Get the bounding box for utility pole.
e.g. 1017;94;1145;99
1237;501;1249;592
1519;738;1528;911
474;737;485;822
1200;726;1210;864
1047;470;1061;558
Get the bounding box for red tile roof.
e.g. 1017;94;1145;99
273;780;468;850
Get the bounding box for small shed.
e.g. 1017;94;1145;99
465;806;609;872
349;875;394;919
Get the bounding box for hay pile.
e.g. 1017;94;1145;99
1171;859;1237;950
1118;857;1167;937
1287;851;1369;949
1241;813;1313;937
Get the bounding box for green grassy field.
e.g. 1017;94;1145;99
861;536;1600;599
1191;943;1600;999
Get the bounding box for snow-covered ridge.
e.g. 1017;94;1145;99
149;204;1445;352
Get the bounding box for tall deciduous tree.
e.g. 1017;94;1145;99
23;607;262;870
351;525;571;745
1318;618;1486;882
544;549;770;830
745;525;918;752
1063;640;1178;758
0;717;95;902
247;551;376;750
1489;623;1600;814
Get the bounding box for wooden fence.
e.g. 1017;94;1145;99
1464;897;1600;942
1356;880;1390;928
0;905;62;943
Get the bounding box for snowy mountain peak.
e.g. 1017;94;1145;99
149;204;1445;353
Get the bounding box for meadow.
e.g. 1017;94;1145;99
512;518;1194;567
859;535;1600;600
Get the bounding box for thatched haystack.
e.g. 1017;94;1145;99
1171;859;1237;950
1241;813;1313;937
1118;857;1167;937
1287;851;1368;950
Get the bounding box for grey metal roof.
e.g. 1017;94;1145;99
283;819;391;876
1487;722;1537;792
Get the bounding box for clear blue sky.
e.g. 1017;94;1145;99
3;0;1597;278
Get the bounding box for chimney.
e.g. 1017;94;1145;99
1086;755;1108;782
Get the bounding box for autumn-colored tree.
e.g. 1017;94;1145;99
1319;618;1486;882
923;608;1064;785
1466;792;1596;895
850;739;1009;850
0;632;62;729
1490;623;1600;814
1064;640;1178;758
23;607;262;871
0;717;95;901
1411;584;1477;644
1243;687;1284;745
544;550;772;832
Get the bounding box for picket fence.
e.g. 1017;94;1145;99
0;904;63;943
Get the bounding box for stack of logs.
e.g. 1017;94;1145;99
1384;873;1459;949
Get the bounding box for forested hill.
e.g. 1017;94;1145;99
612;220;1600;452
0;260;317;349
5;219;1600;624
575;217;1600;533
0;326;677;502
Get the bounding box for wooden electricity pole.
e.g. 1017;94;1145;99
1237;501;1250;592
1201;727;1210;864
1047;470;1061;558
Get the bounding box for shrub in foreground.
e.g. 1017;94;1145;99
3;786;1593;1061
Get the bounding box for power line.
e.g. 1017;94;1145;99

> _What you should do_: Transcribe exactly, and only, the lines from the one holding "Get the bounding box for tall deciduous tree." through the final line of the listing.

> _Answer section_:
Get the bounding box for tall deciduous tree.
e.g. 1017;94;1145;99
23;607;262;870
351;525;571;745
1318;618;1486;882
544;549;770;830
745;525;918;752
1063;640;1178;758
0;717;95;902
247;551;376;750
1489;623;1600;814
Get the bounding box for wooden fence.
e.g. 1017;94;1145;99
1464;897;1600;942
1356;880;1390;928
0;905;62;943
Get the bounding box for snowy mountain peak.
e.g. 1017;94;1145;99
149;204;1445;353
Get the bounding box for meadow.
e.g. 1017;94;1145;99
512;518;1194;567
859;535;1600;600
Get the bounding box for thatched haystack.
e.g. 1017;94;1145;99
1171;859;1237;950
1241;813;1313;937
1118;857;1167;937
1287;851;1368;950
Get the bounding box for grey metal roof.
e.g. 1017;94;1145;99
283;819;391;876
1487;722;1537;792
Get the bounding box for clear blue sky.
e.g. 1017;94;1145;99
3;0;1597;278
Get the bounding box for chimney.
e.g. 1017;94;1145;99
1086;755;1108;782
Get the bounding box for autumn-colored tree.
e.g. 1017;94;1145;99
1319;618;1486;882
923;608;1064;785
1466;792;1596;895
850;739;1009;850
0;632;62;729
1490;623;1600;814
1064;640;1178;758
23;607;262;871
0;717;95;901
1411;584;1477;644
1243;687;1284;745
544;550;772;832
Get the bounding box for picket fence.
e.g. 1017;94;1145;99
0;904;63;943
Get the bounding box for stack of logs.
e.g. 1017;94;1145;99
1384;873;1459;949
Get the bounding box for forested hill.
e.g. 1017;94;1145;99
612;220;1600;452
0;260;317;349
5;219;1600;624
575;217;1600;533
0;326;677;502
Get the bounding box for wooden electricity pole.
e.g. 1017;94;1145;99
1237;501;1250;592
1201;727;1210;864
1047;470;1061;558
Get the bounding box for shrub in foreground.
e.g. 1017;94;1145;99
3;786;1593;1061
Get the bounding box for power line.
e.g. 1017;94;1145;99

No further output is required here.